_本文抜粋_:
悪魔祓いの儀式

まとめ

 スリランカの悪魔祓いの儀式は、クラスタと個人を繋げる役割を果たす。それを発見した上田紀行氏は、そのような社会システムを日本社会に導入しようとしたがいまだ実現せず。

最初に

『スリランカの悪魔祓い――イメージと癒しのコスモロジー――』
 Amazonにリンク貼っておきますが、もう絶版になっています。著者の上田紀行氏は他にも幾つか著書があるようなので、もしかしたらそれらの中でも語られているかもしれません。私が図書館で借りて読んだのは昨年なので細部は覚えてないのですが、この本に書かれていることを掻い摘んで紹介します。

  • 悪魔祓いと呼ばれる儀式は実際にある
  • 実は合理的な方法だった
  • 「癒し」という言葉にのせられた意味

悪魔祓いと呼ばれる儀式は実際にある

 スリランカの田舎には悪魔祓いが実際にあり、いまだに行われています。*1 悪魔に憑かれた人から悪魔を追い出すんですね。それは悪魔祓い師、シャーマンが依頼を受けて行っています。*2 ちなみに平均的な料金でも、払えないこともないけども気軽には頼めない程度だそうです。

_行一覧_:
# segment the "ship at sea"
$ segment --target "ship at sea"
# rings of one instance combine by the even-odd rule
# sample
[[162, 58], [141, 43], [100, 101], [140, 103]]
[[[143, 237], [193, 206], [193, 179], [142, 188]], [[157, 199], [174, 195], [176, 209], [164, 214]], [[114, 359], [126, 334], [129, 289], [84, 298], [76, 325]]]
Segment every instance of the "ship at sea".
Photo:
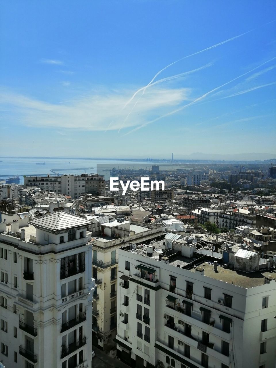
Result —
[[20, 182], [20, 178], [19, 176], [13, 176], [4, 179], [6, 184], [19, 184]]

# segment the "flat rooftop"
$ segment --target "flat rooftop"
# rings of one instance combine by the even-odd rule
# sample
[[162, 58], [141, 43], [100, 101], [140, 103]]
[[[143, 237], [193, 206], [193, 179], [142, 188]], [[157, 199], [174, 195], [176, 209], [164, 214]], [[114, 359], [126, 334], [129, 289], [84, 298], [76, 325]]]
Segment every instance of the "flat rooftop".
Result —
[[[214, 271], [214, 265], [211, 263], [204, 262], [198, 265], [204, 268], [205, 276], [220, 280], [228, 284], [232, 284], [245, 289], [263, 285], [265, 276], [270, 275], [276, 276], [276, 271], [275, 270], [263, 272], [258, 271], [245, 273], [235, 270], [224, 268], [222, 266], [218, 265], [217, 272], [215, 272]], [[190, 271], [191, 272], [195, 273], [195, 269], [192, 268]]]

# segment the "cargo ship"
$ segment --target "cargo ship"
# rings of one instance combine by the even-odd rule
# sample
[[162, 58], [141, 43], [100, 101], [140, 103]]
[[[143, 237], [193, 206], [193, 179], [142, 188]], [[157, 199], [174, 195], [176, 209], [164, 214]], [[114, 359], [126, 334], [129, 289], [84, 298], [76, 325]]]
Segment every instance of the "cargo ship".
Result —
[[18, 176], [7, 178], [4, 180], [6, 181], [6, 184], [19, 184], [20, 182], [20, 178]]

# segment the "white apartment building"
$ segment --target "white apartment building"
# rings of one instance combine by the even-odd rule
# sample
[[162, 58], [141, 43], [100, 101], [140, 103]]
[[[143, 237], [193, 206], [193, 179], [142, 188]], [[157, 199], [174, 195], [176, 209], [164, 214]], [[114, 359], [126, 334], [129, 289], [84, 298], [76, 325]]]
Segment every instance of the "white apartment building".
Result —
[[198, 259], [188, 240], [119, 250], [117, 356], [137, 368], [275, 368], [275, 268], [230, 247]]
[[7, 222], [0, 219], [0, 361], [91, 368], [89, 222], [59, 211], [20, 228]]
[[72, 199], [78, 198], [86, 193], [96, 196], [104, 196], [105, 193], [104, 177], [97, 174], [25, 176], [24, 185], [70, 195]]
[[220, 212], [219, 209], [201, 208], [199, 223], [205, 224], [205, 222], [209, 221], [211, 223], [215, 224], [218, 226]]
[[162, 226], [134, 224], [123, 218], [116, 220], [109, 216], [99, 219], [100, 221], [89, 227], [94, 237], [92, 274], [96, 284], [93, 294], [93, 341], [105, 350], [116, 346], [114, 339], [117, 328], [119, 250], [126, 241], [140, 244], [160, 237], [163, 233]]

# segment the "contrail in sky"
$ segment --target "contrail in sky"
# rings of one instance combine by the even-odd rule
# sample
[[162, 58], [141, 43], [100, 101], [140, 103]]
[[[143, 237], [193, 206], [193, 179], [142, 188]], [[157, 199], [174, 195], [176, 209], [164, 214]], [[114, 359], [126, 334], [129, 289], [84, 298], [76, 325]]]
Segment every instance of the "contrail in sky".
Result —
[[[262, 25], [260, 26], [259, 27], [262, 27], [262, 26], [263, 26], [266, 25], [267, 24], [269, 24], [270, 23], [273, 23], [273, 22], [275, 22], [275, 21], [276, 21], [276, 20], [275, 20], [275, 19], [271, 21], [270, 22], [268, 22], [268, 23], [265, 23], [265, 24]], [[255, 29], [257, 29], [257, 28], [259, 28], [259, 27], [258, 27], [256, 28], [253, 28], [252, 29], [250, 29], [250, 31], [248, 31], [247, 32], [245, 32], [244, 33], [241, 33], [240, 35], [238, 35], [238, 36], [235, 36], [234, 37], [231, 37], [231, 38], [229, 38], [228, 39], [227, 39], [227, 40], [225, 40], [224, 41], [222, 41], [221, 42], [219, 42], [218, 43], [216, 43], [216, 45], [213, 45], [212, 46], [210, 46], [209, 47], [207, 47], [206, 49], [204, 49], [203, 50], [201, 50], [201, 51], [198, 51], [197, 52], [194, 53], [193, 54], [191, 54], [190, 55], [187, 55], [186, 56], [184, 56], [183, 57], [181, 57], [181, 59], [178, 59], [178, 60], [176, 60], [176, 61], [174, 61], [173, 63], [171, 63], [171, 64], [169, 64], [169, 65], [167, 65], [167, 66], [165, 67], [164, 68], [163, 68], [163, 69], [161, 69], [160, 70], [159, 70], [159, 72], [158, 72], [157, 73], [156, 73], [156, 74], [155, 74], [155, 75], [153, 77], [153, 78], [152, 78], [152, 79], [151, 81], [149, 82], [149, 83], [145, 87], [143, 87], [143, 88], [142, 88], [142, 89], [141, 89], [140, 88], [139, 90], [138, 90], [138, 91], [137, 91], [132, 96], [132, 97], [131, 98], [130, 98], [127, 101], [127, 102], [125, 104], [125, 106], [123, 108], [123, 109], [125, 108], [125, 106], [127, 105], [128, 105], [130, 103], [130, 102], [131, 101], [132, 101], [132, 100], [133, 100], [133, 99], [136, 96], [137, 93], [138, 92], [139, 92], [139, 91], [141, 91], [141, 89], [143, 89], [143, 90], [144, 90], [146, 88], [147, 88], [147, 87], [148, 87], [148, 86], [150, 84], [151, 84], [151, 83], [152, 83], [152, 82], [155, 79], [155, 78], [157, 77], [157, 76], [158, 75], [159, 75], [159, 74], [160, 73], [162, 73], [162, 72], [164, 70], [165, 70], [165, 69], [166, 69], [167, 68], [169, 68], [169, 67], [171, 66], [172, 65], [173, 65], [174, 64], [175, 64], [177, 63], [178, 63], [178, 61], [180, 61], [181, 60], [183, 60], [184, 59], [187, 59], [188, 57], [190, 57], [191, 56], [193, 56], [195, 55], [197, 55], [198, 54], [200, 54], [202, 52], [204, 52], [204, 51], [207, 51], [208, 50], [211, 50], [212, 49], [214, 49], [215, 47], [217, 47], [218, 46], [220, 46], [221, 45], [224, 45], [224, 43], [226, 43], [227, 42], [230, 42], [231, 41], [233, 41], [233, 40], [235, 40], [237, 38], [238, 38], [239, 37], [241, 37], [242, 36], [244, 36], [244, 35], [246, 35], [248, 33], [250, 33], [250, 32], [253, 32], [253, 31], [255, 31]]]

_課題について_: 悪魔祓いについての本文抜粋を、「スリランカの悪魔祓いの儀式は」を含むところから始め、「ことを掻い摘んで紹介します。」で終えて書き直すこと。その際、「上田紀行氏」はすべて「上田氏」に置き換える。

_回答欄_:
スリランカの悪魔祓いの儀式は、クラスタと個人を繋げる役割を果たす。それを発見した上田氏は、そのような社会システムを日本社会に導入しようとしたがいまだ実現せず。

最初に

『スリランカの悪魔祓い――イメージと癒しのコスモロジー――』
 Amazonにリンク貼っておきますが、もう絶版になっています。著者の上田氏は他にも幾つか著書があるようなので、もしかしたらそれらの中でも語られているかもしれません。私が図書館で借りて読んだのは昨年なので細部は覚えてないのですが、この本に書かれていることを掻い摘んで紹介します。